╭─ Righe del dataset
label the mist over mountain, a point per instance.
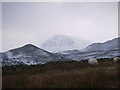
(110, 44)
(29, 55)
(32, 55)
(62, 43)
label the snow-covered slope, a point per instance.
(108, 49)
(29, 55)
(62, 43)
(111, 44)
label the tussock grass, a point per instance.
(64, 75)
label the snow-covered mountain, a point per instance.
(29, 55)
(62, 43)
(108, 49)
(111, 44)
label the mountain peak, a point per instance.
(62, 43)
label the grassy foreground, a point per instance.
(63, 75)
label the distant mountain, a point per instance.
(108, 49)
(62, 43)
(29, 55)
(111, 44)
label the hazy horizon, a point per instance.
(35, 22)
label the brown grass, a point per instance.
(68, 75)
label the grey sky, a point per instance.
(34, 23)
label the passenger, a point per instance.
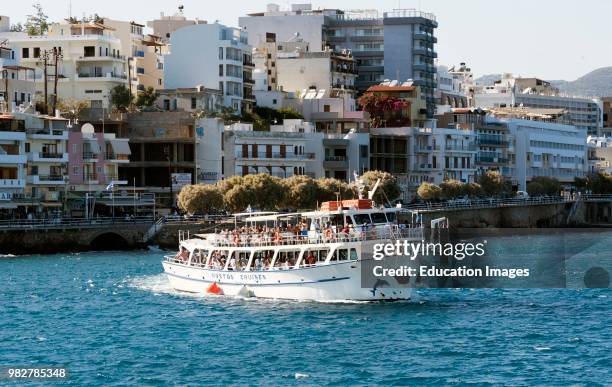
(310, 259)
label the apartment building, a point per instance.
╰─
╭─ Righe del dataset
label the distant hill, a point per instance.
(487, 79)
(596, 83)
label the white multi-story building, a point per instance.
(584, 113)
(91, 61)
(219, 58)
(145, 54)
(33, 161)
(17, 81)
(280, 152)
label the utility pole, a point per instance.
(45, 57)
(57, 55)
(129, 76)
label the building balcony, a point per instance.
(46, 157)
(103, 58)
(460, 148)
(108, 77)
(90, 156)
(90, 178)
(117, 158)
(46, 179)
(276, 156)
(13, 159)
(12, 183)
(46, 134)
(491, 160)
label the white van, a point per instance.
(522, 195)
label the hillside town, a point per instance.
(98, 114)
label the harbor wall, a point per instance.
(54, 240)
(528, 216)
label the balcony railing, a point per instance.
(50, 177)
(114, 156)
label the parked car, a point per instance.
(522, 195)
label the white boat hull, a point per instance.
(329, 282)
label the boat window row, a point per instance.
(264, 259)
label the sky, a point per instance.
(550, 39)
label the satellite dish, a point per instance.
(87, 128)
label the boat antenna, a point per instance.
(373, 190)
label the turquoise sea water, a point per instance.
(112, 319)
╰─
▶ **Consegna**
Per favore, riscrivi parola per parola tutte le righe qui sopra, dalla riga che contiene "label the brown grass, a point per instance." giù fino a quella che contiene "label the apartment", entrambe incluse. Non includere le immagini nella risposta.

▶ **Soluzione**
label the brown grass, a point per instance.
(68, 75)
label the grey sky, a point per instance.
(34, 23)
label the passenger, a point per instance.
(310, 259)
label the apartment building, a point per instance.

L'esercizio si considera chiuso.